PROBLEM TO WORK ON - Each line below that holds the word "strap" counts toward the answer; reply with the total number only.

Region pointing data

****************

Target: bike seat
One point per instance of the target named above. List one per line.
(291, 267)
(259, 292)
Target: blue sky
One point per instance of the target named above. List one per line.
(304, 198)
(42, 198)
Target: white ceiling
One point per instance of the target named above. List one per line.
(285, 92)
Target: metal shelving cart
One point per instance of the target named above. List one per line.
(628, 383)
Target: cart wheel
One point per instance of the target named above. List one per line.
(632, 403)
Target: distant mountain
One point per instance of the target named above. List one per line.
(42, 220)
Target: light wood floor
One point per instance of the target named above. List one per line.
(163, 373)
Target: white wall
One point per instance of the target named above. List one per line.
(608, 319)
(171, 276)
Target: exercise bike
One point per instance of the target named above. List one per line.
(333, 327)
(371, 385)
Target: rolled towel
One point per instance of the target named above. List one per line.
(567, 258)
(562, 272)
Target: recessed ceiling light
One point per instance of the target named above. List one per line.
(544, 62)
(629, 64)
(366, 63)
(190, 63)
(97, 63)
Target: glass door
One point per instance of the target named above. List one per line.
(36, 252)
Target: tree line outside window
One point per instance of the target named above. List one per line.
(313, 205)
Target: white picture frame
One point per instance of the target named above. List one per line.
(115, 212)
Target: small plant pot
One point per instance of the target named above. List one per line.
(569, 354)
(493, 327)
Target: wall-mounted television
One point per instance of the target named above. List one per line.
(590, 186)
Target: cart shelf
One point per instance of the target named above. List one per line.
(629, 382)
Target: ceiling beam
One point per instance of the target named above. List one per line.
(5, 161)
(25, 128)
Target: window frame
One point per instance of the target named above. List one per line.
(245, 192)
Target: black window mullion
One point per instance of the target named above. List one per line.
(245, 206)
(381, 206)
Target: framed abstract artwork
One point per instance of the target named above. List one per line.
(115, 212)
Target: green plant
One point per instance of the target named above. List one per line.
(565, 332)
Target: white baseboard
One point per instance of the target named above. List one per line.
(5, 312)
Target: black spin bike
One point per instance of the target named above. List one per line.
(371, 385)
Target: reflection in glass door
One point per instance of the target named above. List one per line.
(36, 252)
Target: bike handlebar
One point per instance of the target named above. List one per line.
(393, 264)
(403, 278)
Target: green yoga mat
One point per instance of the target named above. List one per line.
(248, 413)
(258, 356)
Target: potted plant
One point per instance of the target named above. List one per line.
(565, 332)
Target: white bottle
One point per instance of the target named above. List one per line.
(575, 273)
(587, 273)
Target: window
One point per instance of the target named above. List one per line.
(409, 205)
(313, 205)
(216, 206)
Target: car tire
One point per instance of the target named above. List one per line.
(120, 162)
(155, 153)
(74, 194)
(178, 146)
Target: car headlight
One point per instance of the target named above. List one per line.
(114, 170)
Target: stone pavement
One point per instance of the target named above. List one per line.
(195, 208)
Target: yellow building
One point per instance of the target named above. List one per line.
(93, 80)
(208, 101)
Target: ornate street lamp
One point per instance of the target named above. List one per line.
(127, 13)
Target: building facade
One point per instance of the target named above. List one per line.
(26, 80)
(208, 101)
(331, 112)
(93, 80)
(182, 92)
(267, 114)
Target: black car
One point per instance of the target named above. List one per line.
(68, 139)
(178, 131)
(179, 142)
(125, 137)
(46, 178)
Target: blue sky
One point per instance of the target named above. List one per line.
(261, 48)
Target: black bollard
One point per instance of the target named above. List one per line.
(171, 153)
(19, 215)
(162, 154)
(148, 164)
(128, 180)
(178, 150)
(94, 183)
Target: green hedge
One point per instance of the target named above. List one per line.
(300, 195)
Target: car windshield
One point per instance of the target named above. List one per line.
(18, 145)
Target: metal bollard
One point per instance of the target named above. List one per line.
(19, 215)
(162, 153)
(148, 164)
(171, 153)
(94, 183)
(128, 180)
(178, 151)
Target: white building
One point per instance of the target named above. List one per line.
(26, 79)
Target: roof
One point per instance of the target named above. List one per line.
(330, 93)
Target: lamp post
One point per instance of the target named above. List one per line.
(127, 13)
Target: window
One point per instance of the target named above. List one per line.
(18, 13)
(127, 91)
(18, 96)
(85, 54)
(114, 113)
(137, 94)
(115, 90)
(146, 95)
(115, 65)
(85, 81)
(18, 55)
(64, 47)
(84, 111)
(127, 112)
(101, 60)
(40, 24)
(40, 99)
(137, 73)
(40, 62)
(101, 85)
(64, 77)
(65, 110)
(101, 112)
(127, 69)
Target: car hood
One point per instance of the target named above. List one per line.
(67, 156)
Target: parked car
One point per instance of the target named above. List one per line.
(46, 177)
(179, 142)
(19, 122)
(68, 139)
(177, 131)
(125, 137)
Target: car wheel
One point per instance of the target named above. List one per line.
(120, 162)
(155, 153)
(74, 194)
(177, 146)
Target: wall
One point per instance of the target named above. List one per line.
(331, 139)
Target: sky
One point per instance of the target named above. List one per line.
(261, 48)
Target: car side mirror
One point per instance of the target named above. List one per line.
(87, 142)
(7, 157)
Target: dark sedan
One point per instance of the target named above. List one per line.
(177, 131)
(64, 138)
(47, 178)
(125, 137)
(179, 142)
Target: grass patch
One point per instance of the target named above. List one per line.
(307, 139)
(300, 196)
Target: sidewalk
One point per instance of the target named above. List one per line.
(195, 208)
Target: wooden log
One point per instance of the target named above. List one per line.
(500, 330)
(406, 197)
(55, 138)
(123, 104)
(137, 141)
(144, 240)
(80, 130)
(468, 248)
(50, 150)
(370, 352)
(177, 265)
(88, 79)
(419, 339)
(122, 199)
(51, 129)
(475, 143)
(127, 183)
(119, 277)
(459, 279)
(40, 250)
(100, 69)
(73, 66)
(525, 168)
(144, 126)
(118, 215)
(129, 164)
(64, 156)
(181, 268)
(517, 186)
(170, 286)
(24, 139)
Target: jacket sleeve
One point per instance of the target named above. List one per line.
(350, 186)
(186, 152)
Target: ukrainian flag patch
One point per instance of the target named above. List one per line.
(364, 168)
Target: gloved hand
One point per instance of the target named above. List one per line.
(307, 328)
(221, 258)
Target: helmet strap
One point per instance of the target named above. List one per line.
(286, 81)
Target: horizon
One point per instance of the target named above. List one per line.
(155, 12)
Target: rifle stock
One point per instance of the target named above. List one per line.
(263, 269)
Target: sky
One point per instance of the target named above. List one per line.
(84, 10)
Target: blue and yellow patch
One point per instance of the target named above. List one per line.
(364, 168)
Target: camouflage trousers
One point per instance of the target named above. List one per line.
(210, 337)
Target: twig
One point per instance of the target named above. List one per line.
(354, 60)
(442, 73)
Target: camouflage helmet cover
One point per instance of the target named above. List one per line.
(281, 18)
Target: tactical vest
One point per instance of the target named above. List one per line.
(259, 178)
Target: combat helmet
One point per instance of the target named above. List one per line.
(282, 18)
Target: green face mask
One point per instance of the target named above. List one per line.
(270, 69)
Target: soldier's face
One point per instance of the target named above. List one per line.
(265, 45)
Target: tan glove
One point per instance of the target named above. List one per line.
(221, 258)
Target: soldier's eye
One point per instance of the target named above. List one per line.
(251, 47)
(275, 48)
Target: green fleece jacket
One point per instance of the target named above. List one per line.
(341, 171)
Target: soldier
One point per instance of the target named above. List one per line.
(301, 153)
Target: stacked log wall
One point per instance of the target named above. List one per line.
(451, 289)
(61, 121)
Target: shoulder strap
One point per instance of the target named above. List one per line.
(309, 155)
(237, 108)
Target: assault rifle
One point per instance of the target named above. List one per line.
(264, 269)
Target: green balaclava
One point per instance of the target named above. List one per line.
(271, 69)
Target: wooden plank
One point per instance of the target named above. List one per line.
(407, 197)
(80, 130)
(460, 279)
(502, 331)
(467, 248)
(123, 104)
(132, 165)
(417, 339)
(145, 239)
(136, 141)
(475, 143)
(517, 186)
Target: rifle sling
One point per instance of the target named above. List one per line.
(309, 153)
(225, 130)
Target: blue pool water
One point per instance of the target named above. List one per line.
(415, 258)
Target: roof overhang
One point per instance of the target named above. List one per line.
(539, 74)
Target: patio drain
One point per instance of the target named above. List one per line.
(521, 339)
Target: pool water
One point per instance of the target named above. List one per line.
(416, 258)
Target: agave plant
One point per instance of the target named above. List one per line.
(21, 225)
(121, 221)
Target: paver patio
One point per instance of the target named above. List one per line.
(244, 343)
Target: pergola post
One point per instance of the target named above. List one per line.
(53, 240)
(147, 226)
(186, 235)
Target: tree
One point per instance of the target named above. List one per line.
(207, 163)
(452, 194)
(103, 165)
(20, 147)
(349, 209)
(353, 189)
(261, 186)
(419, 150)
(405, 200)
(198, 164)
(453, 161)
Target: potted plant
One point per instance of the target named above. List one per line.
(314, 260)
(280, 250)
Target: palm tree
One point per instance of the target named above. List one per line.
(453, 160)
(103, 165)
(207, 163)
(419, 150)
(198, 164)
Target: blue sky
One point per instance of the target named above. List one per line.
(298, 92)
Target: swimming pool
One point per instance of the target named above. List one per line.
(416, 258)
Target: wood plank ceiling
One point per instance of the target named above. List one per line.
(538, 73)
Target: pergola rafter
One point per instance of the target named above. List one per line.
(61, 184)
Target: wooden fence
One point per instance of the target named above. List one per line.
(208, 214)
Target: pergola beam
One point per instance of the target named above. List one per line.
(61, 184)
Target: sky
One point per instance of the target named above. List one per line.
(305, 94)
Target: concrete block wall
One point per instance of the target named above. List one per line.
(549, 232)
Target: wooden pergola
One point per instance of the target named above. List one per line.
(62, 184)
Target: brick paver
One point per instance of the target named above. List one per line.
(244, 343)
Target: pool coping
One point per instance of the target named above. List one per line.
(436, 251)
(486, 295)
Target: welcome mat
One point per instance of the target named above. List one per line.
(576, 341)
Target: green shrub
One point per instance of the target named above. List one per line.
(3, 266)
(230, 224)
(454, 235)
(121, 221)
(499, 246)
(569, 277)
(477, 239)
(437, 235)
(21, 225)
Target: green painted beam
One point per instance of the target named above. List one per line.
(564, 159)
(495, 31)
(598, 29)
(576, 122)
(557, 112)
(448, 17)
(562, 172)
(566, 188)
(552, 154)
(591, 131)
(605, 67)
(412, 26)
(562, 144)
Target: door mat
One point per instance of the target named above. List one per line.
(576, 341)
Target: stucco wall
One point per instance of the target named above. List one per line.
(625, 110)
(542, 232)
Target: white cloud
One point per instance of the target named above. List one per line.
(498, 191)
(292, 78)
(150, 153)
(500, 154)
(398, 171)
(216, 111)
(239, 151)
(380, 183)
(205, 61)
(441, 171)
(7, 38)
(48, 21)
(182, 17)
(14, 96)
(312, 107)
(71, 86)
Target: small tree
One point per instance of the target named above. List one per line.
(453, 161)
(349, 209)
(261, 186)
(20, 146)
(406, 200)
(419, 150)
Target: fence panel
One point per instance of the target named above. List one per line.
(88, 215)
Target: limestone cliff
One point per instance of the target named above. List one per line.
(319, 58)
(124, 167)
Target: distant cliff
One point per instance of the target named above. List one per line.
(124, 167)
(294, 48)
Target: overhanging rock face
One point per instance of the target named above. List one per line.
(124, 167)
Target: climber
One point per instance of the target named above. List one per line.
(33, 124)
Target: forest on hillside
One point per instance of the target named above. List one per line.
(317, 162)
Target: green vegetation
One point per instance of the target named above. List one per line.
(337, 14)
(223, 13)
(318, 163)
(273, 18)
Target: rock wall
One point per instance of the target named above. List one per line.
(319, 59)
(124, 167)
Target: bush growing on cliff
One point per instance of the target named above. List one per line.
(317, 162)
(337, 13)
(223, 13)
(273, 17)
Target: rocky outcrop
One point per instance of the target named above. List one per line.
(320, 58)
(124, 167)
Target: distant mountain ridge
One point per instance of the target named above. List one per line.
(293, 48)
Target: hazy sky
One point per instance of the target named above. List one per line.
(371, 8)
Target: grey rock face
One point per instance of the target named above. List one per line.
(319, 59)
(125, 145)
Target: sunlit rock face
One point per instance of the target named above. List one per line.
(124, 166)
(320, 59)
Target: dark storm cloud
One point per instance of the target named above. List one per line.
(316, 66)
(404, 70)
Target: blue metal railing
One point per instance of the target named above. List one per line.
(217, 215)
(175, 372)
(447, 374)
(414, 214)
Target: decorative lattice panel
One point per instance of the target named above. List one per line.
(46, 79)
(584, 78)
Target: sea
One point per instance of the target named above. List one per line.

****************

SOLUTION TO THE EXERCISE - 2